(TAREA) Extrae de los registros todas las líneas en las que aparezca la palabra "picture".

(REGISTROS DE ENTRADA)
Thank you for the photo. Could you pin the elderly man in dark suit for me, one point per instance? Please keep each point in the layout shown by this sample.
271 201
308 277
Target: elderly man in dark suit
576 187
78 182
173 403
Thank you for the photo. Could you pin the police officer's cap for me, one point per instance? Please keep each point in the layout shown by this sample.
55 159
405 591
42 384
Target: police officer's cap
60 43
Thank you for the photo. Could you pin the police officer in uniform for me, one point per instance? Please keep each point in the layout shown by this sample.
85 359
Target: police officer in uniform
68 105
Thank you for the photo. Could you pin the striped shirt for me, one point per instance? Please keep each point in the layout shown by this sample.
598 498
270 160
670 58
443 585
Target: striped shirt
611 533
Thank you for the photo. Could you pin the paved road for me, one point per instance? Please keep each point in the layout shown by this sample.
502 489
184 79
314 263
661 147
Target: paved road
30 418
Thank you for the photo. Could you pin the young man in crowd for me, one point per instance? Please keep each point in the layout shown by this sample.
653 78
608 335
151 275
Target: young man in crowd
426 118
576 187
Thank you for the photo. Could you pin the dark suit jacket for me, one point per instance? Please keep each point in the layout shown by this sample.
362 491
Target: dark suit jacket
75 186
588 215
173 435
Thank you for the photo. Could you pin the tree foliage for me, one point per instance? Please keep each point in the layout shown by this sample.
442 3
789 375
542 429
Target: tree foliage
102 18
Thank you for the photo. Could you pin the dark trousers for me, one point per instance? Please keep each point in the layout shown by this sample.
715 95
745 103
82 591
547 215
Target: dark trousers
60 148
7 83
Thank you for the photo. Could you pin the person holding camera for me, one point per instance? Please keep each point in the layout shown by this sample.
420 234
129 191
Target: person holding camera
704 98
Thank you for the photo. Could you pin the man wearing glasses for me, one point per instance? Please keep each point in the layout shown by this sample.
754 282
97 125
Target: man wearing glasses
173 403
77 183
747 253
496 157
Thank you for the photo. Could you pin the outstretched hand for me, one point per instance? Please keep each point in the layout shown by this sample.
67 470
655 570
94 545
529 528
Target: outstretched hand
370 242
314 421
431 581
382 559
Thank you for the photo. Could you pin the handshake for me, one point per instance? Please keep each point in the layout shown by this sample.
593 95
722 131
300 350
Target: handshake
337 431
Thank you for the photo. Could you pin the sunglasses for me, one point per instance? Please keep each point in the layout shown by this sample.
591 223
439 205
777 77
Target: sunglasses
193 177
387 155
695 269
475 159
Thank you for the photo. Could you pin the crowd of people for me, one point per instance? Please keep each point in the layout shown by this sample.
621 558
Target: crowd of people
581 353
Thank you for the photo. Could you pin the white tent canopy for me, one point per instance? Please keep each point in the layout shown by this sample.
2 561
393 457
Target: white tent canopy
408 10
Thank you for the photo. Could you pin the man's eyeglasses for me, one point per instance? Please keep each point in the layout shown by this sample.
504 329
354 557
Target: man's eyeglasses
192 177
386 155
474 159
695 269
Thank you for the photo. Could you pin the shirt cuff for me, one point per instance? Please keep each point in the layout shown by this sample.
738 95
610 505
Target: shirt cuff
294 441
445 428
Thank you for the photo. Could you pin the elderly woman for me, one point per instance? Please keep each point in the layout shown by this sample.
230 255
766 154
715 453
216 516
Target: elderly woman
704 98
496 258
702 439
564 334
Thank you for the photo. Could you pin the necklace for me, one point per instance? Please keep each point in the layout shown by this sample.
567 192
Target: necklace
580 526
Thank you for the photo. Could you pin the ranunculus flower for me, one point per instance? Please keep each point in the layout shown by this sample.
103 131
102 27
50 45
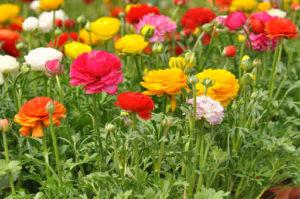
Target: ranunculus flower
30 24
243 5
50 4
46 19
229 51
235 21
196 17
8 65
165 82
277 13
64 38
131 44
161 24
225 86
8 11
258 20
97 71
74 49
33 116
53 68
212 111
105 27
137 12
260 42
38 57
281 28
137 103
9 39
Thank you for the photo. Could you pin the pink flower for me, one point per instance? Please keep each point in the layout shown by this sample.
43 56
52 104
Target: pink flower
209 109
98 71
162 25
53 67
235 21
260 42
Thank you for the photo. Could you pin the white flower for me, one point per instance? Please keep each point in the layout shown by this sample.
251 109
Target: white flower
46 19
277 13
209 109
38 57
35 6
30 24
8 65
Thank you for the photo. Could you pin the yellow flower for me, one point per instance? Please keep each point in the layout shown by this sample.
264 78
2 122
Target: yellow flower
50 4
245 5
177 62
264 6
165 82
105 27
131 44
74 49
225 86
89 38
8 12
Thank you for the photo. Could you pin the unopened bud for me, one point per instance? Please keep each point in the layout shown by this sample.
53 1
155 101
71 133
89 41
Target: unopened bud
4 125
109 127
190 59
25 68
147 31
50 107
157 48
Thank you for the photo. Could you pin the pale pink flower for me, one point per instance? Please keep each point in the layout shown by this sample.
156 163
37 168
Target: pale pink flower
235 21
209 109
97 71
162 25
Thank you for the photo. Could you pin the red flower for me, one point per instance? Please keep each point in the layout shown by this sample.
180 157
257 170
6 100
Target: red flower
136 12
116 11
63 38
196 17
137 103
280 27
9 39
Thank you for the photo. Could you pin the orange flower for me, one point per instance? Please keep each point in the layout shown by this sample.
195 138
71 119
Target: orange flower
33 116
280 27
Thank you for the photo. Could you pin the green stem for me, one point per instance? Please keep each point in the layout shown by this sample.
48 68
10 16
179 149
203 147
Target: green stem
46 157
6 154
276 59
55 147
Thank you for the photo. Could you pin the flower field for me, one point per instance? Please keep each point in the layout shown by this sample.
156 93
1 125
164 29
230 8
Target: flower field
149 99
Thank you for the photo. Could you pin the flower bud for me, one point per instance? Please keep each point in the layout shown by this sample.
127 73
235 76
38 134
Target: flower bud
20 45
190 59
193 80
88 26
229 51
25 68
158 48
147 31
53 68
57 32
81 19
50 107
109 127
4 125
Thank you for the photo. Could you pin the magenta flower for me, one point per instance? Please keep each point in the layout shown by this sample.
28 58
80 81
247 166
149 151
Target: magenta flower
209 109
162 25
97 71
260 42
235 21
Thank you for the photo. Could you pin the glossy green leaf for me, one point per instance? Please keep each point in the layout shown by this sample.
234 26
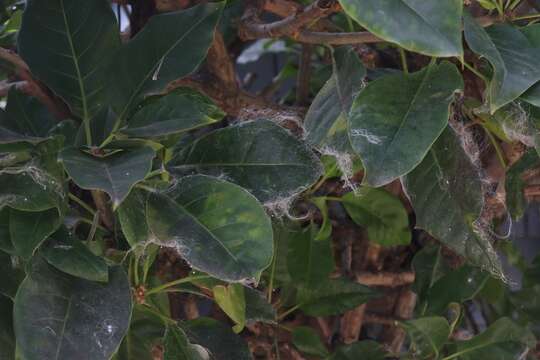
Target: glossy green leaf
12 276
249 154
66 44
503 340
217 338
514 184
310 259
427 335
170 46
513 57
308 341
177 112
430 28
25 119
333 297
326 122
28 230
7 338
218 227
70 255
395 120
232 301
115 174
132 216
455 287
57 316
146 330
382 213
447 176
365 350
177 346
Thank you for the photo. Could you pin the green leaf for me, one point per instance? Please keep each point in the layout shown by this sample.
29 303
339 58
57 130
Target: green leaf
382 213
427 335
455 287
429 266
132 216
146 330
447 176
177 346
115 174
326 122
333 297
432 28
257 308
308 341
66 45
503 340
218 227
57 316
71 256
217 338
176 112
170 46
395 120
232 301
12 276
365 350
513 57
25 119
7 338
29 230
249 154
310 259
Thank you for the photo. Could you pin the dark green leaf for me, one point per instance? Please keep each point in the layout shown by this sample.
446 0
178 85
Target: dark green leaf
132 216
176 112
218 227
170 46
71 256
217 338
310 259
29 230
395 120
115 174
7 338
257 308
232 301
326 122
249 154
333 297
177 346
382 213
57 316
455 287
365 350
427 335
503 340
66 44
513 57
146 330
430 28
12 276
308 341
447 176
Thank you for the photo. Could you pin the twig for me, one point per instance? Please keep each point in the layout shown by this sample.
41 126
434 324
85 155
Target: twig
304 74
251 28
386 279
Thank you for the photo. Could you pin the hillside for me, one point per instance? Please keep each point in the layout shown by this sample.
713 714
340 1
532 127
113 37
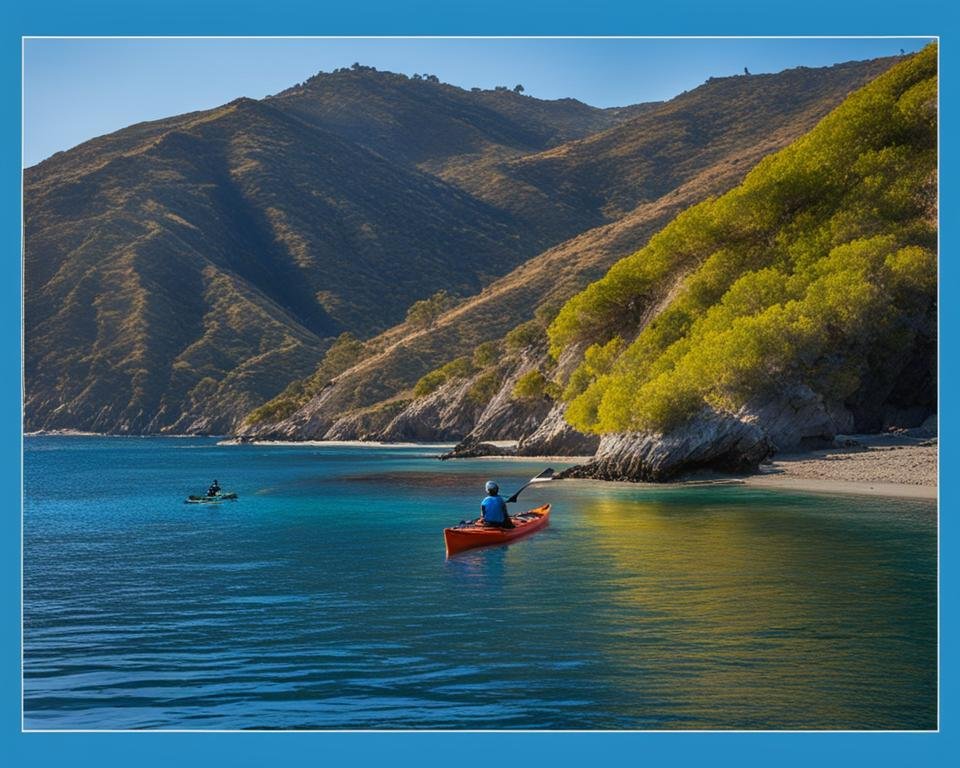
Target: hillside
180 271
395 360
801 304
173 278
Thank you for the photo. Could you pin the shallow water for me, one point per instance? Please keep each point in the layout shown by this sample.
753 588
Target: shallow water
322 599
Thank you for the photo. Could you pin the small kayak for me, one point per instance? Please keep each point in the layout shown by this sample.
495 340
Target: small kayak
211 499
471 535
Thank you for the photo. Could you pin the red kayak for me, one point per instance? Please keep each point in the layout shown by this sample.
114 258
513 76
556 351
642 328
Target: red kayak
470 535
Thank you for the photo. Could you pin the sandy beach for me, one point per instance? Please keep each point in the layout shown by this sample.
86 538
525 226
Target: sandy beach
894 464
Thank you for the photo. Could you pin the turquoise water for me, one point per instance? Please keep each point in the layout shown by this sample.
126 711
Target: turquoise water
322 599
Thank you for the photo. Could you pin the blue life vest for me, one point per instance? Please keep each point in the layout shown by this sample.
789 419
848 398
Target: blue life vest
494 509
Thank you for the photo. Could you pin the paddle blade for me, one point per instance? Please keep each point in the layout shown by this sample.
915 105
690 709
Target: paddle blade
543 477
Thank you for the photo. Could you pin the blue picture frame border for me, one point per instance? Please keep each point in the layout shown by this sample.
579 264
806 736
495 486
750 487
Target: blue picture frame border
494 17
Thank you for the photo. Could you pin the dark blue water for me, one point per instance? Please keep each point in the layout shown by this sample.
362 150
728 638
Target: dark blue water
322 599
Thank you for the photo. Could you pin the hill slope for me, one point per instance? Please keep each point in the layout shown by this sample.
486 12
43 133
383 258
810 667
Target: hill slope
799 304
146 265
403 354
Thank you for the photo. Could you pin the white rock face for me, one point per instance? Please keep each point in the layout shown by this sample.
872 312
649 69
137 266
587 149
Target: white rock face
725 441
554 437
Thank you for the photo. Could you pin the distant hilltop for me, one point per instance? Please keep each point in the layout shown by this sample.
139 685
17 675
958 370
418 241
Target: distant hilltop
182 273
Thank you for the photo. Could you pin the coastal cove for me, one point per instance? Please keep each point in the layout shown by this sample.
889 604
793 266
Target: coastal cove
322 598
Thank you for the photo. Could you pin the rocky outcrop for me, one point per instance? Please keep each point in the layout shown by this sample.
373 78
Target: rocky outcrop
554 437
445 414
737 441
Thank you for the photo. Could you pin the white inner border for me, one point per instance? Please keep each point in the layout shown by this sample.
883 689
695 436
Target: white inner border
24 38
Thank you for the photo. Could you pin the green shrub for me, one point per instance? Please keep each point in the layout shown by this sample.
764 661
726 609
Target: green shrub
533 385
484 387
818 269
524 335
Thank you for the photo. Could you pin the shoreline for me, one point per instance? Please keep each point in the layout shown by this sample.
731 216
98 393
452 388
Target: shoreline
842 487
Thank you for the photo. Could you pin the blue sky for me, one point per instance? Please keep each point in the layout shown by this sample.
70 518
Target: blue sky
76 89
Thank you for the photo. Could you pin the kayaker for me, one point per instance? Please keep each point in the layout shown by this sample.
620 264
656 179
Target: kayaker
493 509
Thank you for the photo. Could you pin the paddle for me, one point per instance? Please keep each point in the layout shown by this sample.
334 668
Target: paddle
543 477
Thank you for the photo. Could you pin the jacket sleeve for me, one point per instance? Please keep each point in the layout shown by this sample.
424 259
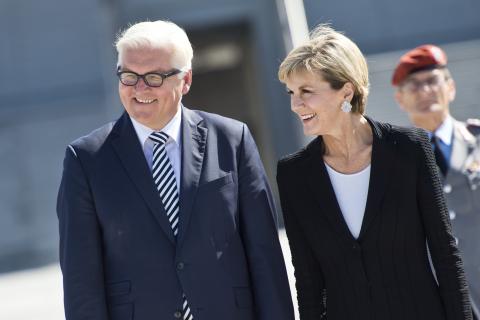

(RESPUESTA)
Thank you for the photo. Could you pin the blue picture frame border for me, one point per instance? Please keep each point in the layout shown by this sample.
Target: blue picture frame border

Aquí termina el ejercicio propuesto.